### TEXT EXTRACT
If the desired point C can be any of the infinitely-many points fitting your requirements, here is one method.

Choose any vector that is not parallel or anti-parallel to vector AB. You could try the vector (1, 0, 0), and if that is parallel you could use (0, 1, 0) instead. Then take the cross-product of vector AB and the chosen vector. That cross-product is perpendicular to vector AB. Divide that cross-product by its length then multiply by the desired length N. Finally extend that vector from point B to find your desired point C.

Here is code in Python 3 that follows that algorithm. This code is somewhat non-pythonic to make it easier to convert to other languages. (If I really did this for myself I would use the numpy module to avoid coordinates completely and shorten this code.) But it does treat the points as tuples of 3 values: many languages will require you to handle each coordinate separately. Any real-life code would need to check for "near zero" rather than "zero" and to check that the sqrt calculation does not result in zero. I'll leave those additional steps to you. Ask if you have more questions.

from math import sqrt

def pt_at_given_distance_from_line_segment_and_endpoint(a, b, dist):
    """Return a point c such that line segment bc is perpendicular to
    line segment ab and segment bc has length dist.

    a and b are tuples of length 3, dist is a positive float.

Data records
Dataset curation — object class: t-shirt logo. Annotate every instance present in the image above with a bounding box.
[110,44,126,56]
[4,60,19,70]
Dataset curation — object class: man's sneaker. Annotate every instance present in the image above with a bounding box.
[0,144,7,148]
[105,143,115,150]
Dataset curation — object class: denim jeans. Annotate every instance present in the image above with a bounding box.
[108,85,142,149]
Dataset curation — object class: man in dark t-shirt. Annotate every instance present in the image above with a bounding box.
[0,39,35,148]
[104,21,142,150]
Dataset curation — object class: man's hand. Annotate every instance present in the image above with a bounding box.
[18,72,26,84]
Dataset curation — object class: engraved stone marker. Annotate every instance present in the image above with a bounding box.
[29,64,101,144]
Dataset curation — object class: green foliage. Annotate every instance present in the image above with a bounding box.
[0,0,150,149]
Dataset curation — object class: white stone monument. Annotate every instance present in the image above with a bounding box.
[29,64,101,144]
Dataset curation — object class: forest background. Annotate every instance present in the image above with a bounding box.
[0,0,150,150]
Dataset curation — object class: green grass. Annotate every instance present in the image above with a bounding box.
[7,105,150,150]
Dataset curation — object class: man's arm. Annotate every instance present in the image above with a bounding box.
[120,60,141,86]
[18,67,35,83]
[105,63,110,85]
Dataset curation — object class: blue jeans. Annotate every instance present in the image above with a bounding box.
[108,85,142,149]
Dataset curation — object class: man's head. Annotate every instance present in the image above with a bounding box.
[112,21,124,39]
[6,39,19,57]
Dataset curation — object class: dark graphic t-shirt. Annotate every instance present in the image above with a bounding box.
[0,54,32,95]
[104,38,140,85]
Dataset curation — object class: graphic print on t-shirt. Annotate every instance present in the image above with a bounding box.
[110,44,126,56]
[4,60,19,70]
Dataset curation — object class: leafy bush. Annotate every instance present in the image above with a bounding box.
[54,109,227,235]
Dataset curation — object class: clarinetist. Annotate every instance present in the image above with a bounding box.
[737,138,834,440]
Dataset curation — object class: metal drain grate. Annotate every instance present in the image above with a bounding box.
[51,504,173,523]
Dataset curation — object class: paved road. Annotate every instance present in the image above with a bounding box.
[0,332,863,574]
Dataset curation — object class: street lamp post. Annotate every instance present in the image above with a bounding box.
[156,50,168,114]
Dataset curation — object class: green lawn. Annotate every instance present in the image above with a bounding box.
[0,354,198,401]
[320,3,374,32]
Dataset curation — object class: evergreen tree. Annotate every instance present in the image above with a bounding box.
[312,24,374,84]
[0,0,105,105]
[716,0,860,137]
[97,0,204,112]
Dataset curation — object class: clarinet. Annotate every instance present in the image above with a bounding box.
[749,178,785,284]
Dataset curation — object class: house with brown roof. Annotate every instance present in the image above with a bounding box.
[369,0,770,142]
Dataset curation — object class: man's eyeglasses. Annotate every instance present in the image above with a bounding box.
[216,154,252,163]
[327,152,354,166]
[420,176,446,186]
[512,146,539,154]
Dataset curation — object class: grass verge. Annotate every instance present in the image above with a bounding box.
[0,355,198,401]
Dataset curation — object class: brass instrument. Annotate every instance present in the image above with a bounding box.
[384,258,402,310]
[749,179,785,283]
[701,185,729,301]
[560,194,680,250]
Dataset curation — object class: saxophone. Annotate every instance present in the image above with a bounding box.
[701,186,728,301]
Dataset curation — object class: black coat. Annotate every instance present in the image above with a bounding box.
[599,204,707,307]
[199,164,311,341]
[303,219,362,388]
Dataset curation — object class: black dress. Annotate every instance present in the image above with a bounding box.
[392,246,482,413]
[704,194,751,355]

### ACTIONS TO TAKE
**a)** In the text on finding a perpendicular point, which vector does it suggest trying first as the vector not parallel to AB?
**b)** Continue the text on finding a perpendicular point from its last line.

### ANSWERS FOR THE EXERCISE
**a)** (1, 0, 0)

**b)**
    """
    vec_ab = (b[0]-a[0], b[1]-a[1], b[2]-a[2])
    # Find a vector not parallel or antiparallel to vector ab
    if vec_ab[1] != 0 or vec_ab[2] != 0:
        vec = (1, 0, 0)
    else:
        vec = (0, 1, 0)
    # Find the cross product of the vectors
    cross = (vec_ab[1] * vec[2] - vec_ab[2] * vec[1],
             vec_ab[2] * vec[0] - vec_ab[0] * vec[2],
             vec_ab[0] * vec[1] - vec_ab[1] * vec[0])
    # Find the vector in the same direction with length dist
    factor = dist / sqrt(cross[0]**2 + cross[1]**2 + cross[2]**2)
    newvec = (factor * cross[0], factor * cross[1], factor * cross[2])
    # Find point c such that vector bc is that vector
    c = (b[0] + newvec[0], b[1] + newvec[1], b[2] + newvec[2])
    # Done!
    return c

The resulting output from the command

print(pt_at_given_distance_from_line_segment_and_endpoint((1, 2, 3), (4, 5, 6), 2))

is

(4.0, 6.414213562373095, 4.585786437626905)